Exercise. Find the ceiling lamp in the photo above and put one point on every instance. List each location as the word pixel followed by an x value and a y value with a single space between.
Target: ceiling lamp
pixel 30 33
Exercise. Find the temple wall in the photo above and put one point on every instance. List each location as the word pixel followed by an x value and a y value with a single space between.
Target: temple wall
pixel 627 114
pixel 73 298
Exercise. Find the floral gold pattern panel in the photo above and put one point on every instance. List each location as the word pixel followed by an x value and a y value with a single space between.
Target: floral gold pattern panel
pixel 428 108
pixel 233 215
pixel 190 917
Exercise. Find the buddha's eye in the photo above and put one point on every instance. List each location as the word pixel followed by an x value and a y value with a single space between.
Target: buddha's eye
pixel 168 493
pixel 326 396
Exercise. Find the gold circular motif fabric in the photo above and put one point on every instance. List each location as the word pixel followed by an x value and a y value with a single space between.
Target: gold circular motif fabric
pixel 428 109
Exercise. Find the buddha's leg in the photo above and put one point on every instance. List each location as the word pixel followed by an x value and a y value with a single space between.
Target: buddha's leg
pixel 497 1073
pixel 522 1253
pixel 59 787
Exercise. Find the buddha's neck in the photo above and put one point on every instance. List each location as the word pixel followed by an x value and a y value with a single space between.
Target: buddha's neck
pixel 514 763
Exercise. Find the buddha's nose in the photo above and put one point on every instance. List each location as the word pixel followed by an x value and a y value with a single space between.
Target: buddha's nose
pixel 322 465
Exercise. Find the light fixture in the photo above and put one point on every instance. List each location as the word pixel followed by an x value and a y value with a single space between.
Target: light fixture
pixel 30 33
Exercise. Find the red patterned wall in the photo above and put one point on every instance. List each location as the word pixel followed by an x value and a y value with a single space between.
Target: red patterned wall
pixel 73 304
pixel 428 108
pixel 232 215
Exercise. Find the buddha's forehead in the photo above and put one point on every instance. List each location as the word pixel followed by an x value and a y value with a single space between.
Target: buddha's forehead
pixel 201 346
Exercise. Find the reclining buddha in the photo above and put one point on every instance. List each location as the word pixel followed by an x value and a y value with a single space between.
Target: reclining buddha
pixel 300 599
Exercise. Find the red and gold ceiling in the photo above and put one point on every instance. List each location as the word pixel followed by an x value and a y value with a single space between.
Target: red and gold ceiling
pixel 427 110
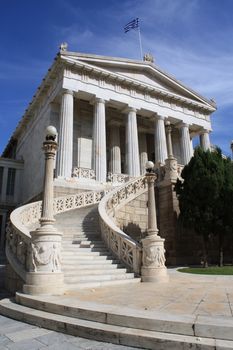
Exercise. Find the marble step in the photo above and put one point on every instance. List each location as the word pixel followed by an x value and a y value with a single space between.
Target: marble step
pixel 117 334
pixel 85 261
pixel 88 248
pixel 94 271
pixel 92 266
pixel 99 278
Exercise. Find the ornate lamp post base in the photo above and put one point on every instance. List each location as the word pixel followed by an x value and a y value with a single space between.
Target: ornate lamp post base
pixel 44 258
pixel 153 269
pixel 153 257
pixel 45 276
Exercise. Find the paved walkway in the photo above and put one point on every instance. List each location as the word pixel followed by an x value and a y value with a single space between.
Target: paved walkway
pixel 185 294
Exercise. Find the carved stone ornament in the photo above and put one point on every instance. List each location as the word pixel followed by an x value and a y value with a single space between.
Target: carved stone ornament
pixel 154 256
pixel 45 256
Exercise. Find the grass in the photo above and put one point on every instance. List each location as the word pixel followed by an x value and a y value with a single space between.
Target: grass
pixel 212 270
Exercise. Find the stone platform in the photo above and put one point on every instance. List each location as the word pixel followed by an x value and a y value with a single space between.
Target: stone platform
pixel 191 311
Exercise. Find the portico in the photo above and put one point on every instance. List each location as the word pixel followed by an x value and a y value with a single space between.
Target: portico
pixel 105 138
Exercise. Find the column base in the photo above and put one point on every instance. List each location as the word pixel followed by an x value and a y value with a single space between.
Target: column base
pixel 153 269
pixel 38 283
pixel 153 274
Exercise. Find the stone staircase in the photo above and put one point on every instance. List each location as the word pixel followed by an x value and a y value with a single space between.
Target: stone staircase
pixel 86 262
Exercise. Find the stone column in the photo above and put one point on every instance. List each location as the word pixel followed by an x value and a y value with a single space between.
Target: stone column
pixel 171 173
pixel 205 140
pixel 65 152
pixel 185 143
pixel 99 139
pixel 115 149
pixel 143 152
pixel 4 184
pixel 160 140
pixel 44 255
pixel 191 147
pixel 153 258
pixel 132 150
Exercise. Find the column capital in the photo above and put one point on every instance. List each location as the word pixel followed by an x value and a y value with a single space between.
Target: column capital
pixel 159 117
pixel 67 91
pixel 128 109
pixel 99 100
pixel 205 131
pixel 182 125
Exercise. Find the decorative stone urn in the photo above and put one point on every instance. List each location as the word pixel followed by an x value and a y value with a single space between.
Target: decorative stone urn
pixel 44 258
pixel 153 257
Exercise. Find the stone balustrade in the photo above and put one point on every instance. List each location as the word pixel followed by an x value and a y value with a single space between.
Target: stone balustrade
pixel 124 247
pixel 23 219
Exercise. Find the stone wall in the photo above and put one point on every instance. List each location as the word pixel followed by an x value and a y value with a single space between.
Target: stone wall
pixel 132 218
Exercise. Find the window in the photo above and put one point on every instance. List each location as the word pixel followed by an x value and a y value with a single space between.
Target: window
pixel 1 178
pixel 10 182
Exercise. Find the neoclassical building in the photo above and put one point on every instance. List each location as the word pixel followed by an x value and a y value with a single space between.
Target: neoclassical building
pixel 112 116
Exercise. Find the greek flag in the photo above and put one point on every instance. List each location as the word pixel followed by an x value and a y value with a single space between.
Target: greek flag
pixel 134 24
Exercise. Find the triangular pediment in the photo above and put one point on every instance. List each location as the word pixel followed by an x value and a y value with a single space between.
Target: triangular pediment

_ _ _ _

[PROBLEM TO SOLVE] It would help to have the listing above repeated exactly, with all images removed.

[TASK OUTPUT]
Exercise. Find the ceiling lamp in the photo above and put one point on every instance. List each location as the word pixel followed by an x value and a y value with a single space between.
Target: ceiling lamp
pixel 30 33
Exercise. Find the temple wall in the photo above and put one point on every instance. List each location as the word pixel followed by an x value and a y value with a single space between.
Target: temple wall
pixel 627 114
pixel 73 298
Exercise. Find the floral gold pattern panel in the photo above and put one point on every instance. List each location as the word pixel followed by an x value and a y value with a single space between.
Target: floral gold pattern panel
pixel 428 108
pixel 233 215
pixel 190 917
Exercise. Find the buddha's eye in the photo above and put one point on every instance. List each location as the word pixel followed by an x value and a y value with a single space between.
Target: buddha's eye
pixel 168 493
pixel 326 396
Exercise. Find the gold circular motif fabric in the photo above and put one point on every instance. List each location as the word pixel followed by an x value and a y value with a single space between.
Target: gold circular motif fabric
pixel 428 109
Exercise. Find the buddha's leg in the photo above and put one point on every instance. List each location as the word pixel followed by an x value and a y value with a single space between.
Target: buddha's leg
pixel 497 1073
pixel 522 1253
pixel 59 787
Exercise. Find the buddha's neck in the photo above and put one point on every instance. List each location as the word pixel followed by an x value and a y value with a single space between.
Target: buddha's neck
pixel 514 763
Exercise. Find the buddha's nose in the photo above and put one point on every instance. List each location as the word pixel followed by an x value and a y value with a single space between.
Target: buddha's nose
pixel 322 465
Exercise. Find the light fixture in the photo above and put one point on every instance. List each location as the word pixel followed by an x value and a y value with a single space between.
Target: light fixture
pixel 30 33
Exercise. Find the red patterned wall in the photo above and put one point on every instance. List each location as the word pixel followed by an x value and a y value with a single space between.
Target: red patterned wall
pixel 73 304
pixel 428 108
pixel 232 215
Exercise. Find the buddha's forehead in the photo above and put one point on every instance. List each location as the word pixel followed by an x value and a y value with a single space between.
Target: buddha's forehead
pixel 201 346
Exercise. Find the reclining buddha in the photo above and put one point on every instance. List each location as the word pixel followed by an x value and a y value with a single space between.
Target: reclining buddha
pixel 300 599
Exercise. Find the red and gold ceiling in the photo above and put one point on every instance. List each location as the word pixel followed by an x value and a y value with a single space between.
Target: red and gold ceiling
pixel 427 110
Exercise. Find the marble step in the photo above and put one point on every instance. List each location as the word pixel followed by an x value and a y value with a single space between.
Target: marble step
pixel 117 334
pixel 85 261
pixel 88 248
pixel 94 271
pixel 92 266
pixel 99 278
Exercise. Find the ornate lamp post base in the photo above and put one point on every instance. List each location as the word pixel followed by an x value and a y value with a single space between.
Target: ornate lamp post base
pixel 44 258
pixel 153 269
pixel 153 257
pixel 45 276
Exercise. Find the paved walkway in the photo above and put one point on every instance. List each location as the word pixel followed by an x value and a y value with a single space between.
Target: paved walkway
pixel 185 294
Exercise. Find the carved stone ornament in the photo above and put one point on every instance. List each location as the word pixel followed by an x value and a y value with a single space between.
Target: carved stone ornament
pixel 154 256
pixel 45 256
Exercise. Find the grass in the photo above and put one point on every instance. List each location as the word pixel followed by an x value and a y value with a single space between.
Target: grass
pixel 212 270
Exercise. Find the stone platform in the photo above and put one point on every instance. List each location as the word pixel followed by an x value and a y value with a single space between.
Target: stone platform
pixel 191 311
Exercise. Find the portico in the photo above and put one point on every instance. List each location as the word pixel followed by an x value and a y value with a single space between.
Target: portico
pixel 105 138
Exercise. Find the column base in the photo above and put one point on every instance. List each location as the word pixel followed by an x value and a y value with a single space between.
Target: column base
pixel 153 269
pixel 38 283
pixel 153 274
Exercise. Find the stone staircase in the photo above and put one point on every instance. List each location as the word pixel followed by an x value and a y value with a single space between.
Target: stone staircase
pixel 86 262
Exercise. Find the stone column in the photo above and put one point on every instance. List each location as the word pixel followed by an x value and a y value with a single space between.
Target: stone column
pixel 171 173
pixel 205 140
pixel 65 152
pixel 185 143
pixel 99 139
pixel 115 149
pixel 143 152
pixel 4 184
pixel 160 140
pixel 44 255
pixel 191 147
pixel 153 258
pixel 132 150
Exercise. Find the column capital in the photo above and put one point on every instance. List each location as the word pixel followed by an x value and a y value with a single space between.
Target: column capital
pixel 159 117
pixel 67 91
pixel 128 109
pixel 99 100
pixel 205 131
pixel 182 125
Exercise. Find the decorative stone urn in the photo above and put one point on every instance. List each location as the word pixel followed by an x value and a y value with a single space between.
Target: decorative stone urn
pixel 44 258
pixel 153 257
Exercise. Find the stone balustrade in the photo above and put one point on every instance. List each location as the word pixel followed by an x value and a y value with a single space between.
Target: stone balustrade
pixel 124 247
pixel 23 219
Exercise. Find the stone wall in the photo above and put one point on every instance. List each location as the word pixel followed by an x value and a y value with a single space between.
Target: stone wall
pixel 132 218
Exercise. Find the window in the photo above and put one point on every instance. List each location as the word pixel followed by an x value and a y value with a single space between.
Target: window
pixel 1 178
pixel 10 182
Exercise. Find the neoclassical building in the photo above and put one point on every instance. List each location as the word pixel followed by an x value and a y value with a single space between.
Target: neoclassical building
pixel 112 116
Exercise. Find the greek flag in the photo above and put one point on every instance. List each location as the word pixel followed by an x value and a y value with a single space between.
Target: greek flag
pixel 134 24
Exercise. Find the triangular pediment in the photo above and put one point on every instance. List each location as the word pixel followed by an x value and a y value with a single space between.
Target: triangular pediment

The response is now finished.